**TASK DETAILS**.
Write out the entries verbatim and leave the images out of the copy.

(Stored data entries)
┌──

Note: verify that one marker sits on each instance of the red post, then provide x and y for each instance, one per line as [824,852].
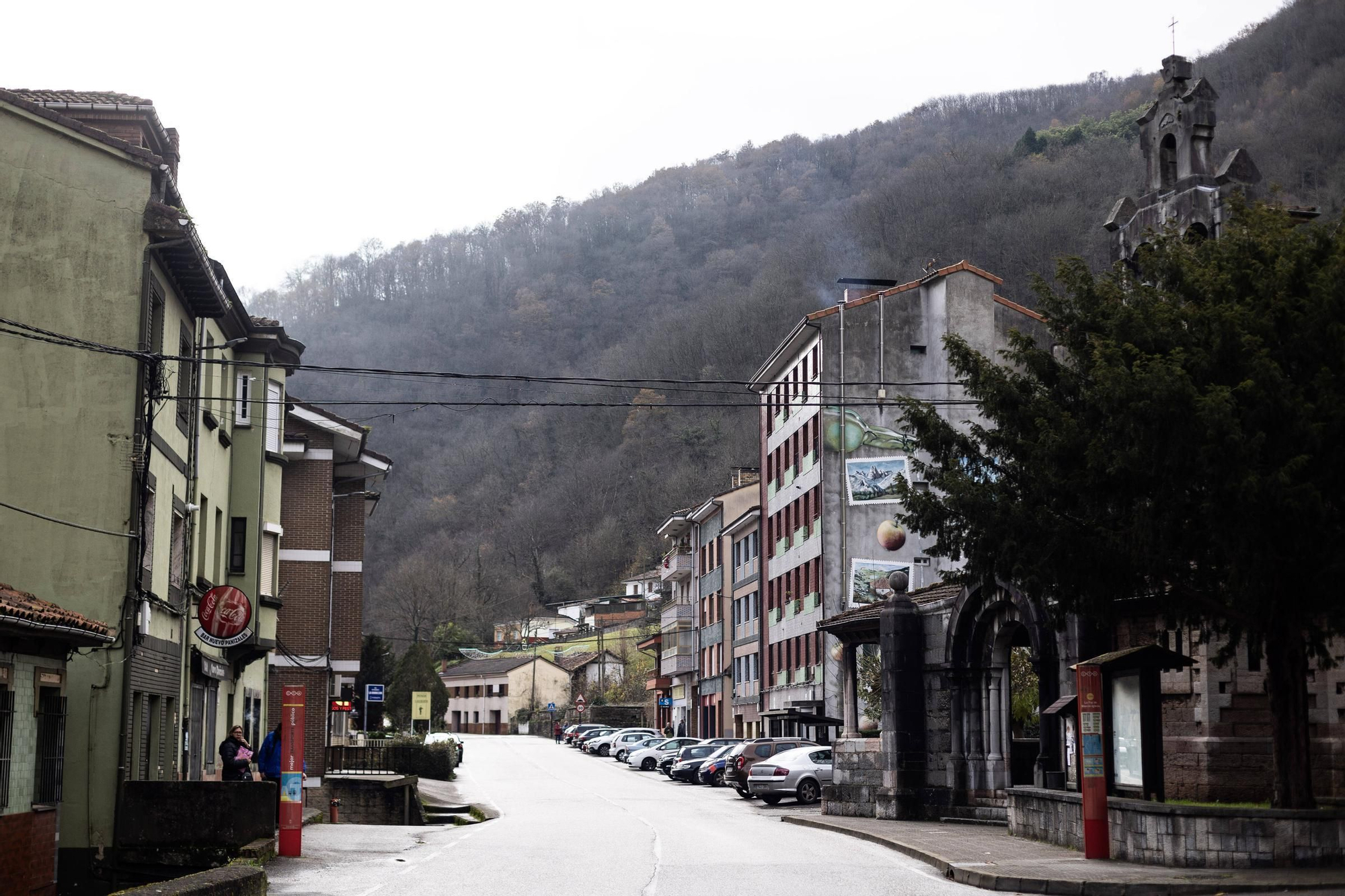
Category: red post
[1093,760]
[293,770]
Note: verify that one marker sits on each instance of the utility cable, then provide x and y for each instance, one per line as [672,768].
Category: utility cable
[67,522]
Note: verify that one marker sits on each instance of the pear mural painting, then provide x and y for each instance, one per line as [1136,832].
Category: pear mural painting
[891,534]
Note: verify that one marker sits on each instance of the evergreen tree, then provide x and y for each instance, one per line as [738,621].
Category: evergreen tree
[416,670]
[1180,443]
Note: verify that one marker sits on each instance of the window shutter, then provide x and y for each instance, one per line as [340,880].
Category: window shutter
[275,411]
[268,564]
[243,399]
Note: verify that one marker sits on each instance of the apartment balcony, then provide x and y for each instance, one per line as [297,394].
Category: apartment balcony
[677,565]
[677,659]
[679,615]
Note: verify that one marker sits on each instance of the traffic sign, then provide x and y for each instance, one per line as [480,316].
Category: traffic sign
[420,704]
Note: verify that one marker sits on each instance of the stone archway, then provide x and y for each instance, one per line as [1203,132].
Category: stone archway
[987,624]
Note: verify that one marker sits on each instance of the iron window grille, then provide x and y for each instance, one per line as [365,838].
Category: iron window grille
[6,743]
[52,747]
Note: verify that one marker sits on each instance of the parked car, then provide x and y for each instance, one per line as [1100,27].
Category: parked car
[603,745]
[446,737]
[649,758]
[689,760]
[623,741]
[750,752]
[796,772]
[583,740]
[575,731]
[625,755]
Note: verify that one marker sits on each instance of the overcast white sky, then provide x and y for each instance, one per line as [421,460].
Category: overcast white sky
[309,128]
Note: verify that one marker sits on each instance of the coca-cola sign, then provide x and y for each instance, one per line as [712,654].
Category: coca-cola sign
[224,616]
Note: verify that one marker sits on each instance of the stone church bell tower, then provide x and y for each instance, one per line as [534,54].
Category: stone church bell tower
[1182,186]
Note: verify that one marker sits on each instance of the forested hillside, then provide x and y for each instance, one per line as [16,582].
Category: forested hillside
[697,272]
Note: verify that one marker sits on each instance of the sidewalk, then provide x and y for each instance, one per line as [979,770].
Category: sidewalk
[989,857]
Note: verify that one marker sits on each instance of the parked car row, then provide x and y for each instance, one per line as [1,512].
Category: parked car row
[773,768]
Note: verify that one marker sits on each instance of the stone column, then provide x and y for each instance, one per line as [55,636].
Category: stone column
[995,708]
[849,690]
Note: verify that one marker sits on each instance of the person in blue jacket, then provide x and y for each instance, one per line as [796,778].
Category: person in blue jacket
[268,763]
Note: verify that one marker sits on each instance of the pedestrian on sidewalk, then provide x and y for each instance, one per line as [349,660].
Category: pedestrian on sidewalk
[235,756]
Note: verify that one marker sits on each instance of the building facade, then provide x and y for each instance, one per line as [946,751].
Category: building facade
[485,694]
[330,487]
[173,495]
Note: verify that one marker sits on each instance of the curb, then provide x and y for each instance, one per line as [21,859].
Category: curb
[1004,883]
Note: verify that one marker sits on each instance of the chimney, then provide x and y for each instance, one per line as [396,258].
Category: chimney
[740,477]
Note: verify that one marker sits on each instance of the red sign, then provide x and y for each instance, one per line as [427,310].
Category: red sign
[1093,762]
[224,615]
[293,770]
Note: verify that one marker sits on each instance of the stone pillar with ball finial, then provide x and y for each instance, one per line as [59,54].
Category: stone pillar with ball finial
[903,736]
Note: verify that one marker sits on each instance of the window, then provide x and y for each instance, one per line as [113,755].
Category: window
[243,400]
[204,537]
[268,564]
[6,733]
[184,377]
[178,552]
[52,745]
[147,540]
[275,412]
[237,545]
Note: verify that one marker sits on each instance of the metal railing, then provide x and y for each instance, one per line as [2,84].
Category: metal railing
[369,760]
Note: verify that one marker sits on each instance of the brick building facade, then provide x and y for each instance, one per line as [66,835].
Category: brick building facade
[329,490]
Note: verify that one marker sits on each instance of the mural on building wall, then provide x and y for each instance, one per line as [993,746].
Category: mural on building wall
[874,481]
[870,580]
[859,434]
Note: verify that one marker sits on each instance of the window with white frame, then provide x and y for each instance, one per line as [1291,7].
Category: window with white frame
[275,411]
[243,400]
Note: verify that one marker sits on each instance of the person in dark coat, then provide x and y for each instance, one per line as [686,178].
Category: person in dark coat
[235,756]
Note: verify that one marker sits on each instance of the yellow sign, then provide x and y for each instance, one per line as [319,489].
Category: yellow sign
[420,704]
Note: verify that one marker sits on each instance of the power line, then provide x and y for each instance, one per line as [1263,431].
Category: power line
[67,522]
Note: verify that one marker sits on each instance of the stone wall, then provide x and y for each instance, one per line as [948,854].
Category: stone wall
[1187,836]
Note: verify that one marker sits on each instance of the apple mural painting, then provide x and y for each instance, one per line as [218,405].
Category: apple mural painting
[891,534]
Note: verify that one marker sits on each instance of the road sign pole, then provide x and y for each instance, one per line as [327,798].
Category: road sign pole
[1093,762]
[293,770]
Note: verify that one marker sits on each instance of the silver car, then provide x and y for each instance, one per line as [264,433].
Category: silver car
[796,772]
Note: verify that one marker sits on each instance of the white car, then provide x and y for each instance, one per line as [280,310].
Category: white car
[649,758]
[610,744]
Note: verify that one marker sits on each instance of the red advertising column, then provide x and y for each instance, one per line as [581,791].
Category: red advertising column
[293,770]
[1094,767]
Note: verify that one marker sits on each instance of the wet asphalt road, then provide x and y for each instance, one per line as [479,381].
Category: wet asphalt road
[574,823]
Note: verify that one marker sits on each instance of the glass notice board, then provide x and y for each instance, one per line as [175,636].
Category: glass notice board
[1126,756]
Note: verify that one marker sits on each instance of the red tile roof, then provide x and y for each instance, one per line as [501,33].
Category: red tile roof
[102,97]
[21,604]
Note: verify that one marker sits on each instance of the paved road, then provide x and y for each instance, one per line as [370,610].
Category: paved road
[579,825]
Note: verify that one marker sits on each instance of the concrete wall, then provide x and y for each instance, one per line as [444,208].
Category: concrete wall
[1187,836]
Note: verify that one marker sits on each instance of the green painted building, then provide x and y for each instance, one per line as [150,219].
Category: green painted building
[170,469]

└──

**RESPONSE TO THE TASK**.
Note: verify that one marker sits on each instance of the red post, then provide x and y for each instance, one per line as [824,852].
Category: red post
[1093,760]
[293,770]
Note: verify that one marker sits on each instance of the utility cable, then provide x and y for each instance, one per line as [672,768].
Category: utility cable
[67,522]
Note: verify that one marker sits on each instance of the pear mural painting, then provide x and y for each instance, one per line as [1136,832].
Category: pear mural painting
[891,534]
Note: verify that one marker sits on each instance of the evergreen tree, then provide x and y for each instance, one per line as [738,621].
Category: evergreen tree
[416,670]
[1180,443]
Note: verify that one marker sits on each instance of the window shutter, then provide x and y for each instance, one per line as [340,880].
Category: window shutter
[275,411]
[268,564]
[243,399]
Note: verify that one marker sits on each instance of the apartment balcony, then provide x and y for each instance, one per line as [297,394].
Category: apartment balcony
[677,565]
[677,659]
[679,615]
Note: verify that one marker sits on each instance of the traffic sign, then provide x and y for each instance, one per line as [480,316].
Category: traffic sign
[420,704]
Note: verify that one marker sits on each instance of the stone archway, then provide x and y for each instance, one per line as [1203,132].
Category: stone archway
[987,624]
Note: verify that one marker sits on each instance of the iron window grille, then provide x and y for each instance, one per line as [365,838].
Category: iron window grille
[6,743]
[52,747]
Note: verify that one marker sits on each instance of the parked car, then provide x and y for each instance, one per line as [1100,27].
Category: parked car
[603,745]
[446,737]
[649,758]
[689,760]
[623,741]
[750,752]
[796,772]
[583,740]
[575,731]
[625,755]
Note: verify that one marker sits on each instance of the overcast white sky, then provide x and y for each instance, one per line as [421,460].
Category: overcast white sky
[309,128]
Note: verify that one marker sits on each instance of the coca-cola sign, then provide x and y for each instance, one per line as [712,654].
Category: coca-cola sign
[224,616]
Note: verify that one marker sits on each instance of the stone church bell tower, then provide x and y for each instance, one per line as [534,54].
Category: stone church bell tower
[1182,186]
Note: verify that one marker sits on each instance of the forested hillside, then provide x and y for each instance, one per line as [16,582].
Category: forested hillside
[697,272]
Note: verify that one marker sits on each instance of the sidewalk, then provide x and y for each instance, one per line as [979,770].
Category: sidewalk
[989,857]
Note: verify that one marker sits on each instance of the parked car row, then provide x and y for each instance, one per line as [1,512].
Category: parked car row
[773,768]
Note: verify that one marker sits on each instance of the stone column, then provide x and y for each instance, one per line as [55,636].
Category: stone column
[995,708]
[849,690]
Note: verify that one marker sits on each instance of the person in blue jacket, then provide x and y for each instance, one per line as [796,778].
Category: person in blue jacket
[268,763]
Note: verify that one marker sits on each instance of the pedestrian on sidewalk, then provide x and y for each instance, one per line as [349,660].
Category: pedestrian on sidewalk
[235,756]
Note: verify that one marker sits on each instance of the building facade, then provide x and y for each instance, one per line as [946,751].
Category: building facade
[485,694]
[330,487]
[173,495]
Note: verify that one marker sits on each instance of the curb, then provide x and y for each instance, one per line as [21,859].
Category: curb
[1004,883]
Note: verify that one marker sits on each instance of the chimney, then provide x and y for each instance, one per line as [396,258].
Category: chimney
[740,477]
Note: verify that one marker sits on each instance of the red sign, then provide x and y for each instance, one per line as [427,310].
Category: red sign
[1093,762]
[224,615]
[293,770]
Note: verify that one marker sits on each instance of the stone pillar with ball finial, then provide x and y for each instance, one per line as [59,54].
Category: stone pillar with ball finial
[903,736]
Note: verify that one marker sits on each instance of the window, then provide x and y for each instance, one per line as [113,755].
Category: window
[243,400]
[204,537]
[268,564]
[6,733]
[184,377]
[178,552]
[52,745]
[147,540]
[275,412]
[237,545]
Note: verify that one marker sits on each instance of the metal railing, then provide x and y for each instance, one per line as [2,84].
Category: metal railing
[369,760]
Note: verify that one marker sits on each instance of the brick building facade, then provide x and y for each instance, one per line as [66,835].
Category: brick building facade
[329,490]
Note: verify that one marker sits on each instance of the mural on building wall, then provide x and y for each instance, one per line as [993,746].
Category: mural on building wall
[874,481]
[870,580]
[859,434]
Note: verify that one marker sits on each instance of the window with white frame, then provide x and y for each instance, one per line as [1291,7].
Category: window with white frame
[275,411]
[243,400]
Note: verify that one marker sits on each instance of the person in dark coat, then provide x and y for each instance, one per line as [686,178].
Category: person in dark coat
[235,756]
Note: verify that one marker sits on each instance of the yellow sign, then provide x and y for each instance, one per line as [319,489].
Category: yellow sign
[420,704]
Note: verify that one marker sits on each instance of the power line, then provide x and y for each instance, one per line as [1263,431].
Category: power line
[67,522]
Note: verify that one marker sits on each instance of the stone wall, then provide x and y for each instance, one per line as [948,854].
Category: stone wall
[1187,836]
Note: verify that one marker sits on each instance of the apple mural painting, then provide x and y for each instance, one per line as [218,405].
Category: apple mural painting
[891,534]
Note: verify that one marker sits on each instance of the road sign pole, then provide x and y for each instance, one per line as [327,798].
Category: road sign pole
[1093,762]
[293,770]
Note: verify that one marker sits on each instance of the silver car, then provide x and y for each instance, one per line as [264,433].
Category: silver car
[796,772]
Note: verify that one marker sits on each instance of the white car, then provide x and y for each instance, one per line as [280,310].
Category: white car
[649,758]
[610,744]
Note: verify that one marker sits on each instance of the red advertising column, then provide x and y for each instance, one per line as [581,791].
Category: red advertising column
[293,770]
[1094,767]
Note: verify that one marker sits on each instance of the wet asphalt road, then provide x and y for each instance, one per line as [479,381].
Category: wet asphalt road
[574,823]
Note: verify that one marker sits on each instance of the glass notice board, then provide x and y for each instance, one per line as [175,636].
Category: glass notice board
[1126,756]
Note: verify that one marker sits on each instance of the red tile roof, then provide x and y for each instance, one per line as [501,33].
Category: red tile roof
[102,97]
[21,604]
Note: verify that one marker sits on each instance of the paved road, then provide x and y for each instance, one per line as [370,610].
Category: paved road
[579,825]
Note: verify that one marker sits on each instance of the concrete wall, then provide x and y for each instance, one per line as [444,208].
Category: concrete wall
[1187,836]
Note: verify that one marker sits on each instance of the green painted building, then provide x and y for each instance, one per line as [150,219].
Category: green painted building
[170,469]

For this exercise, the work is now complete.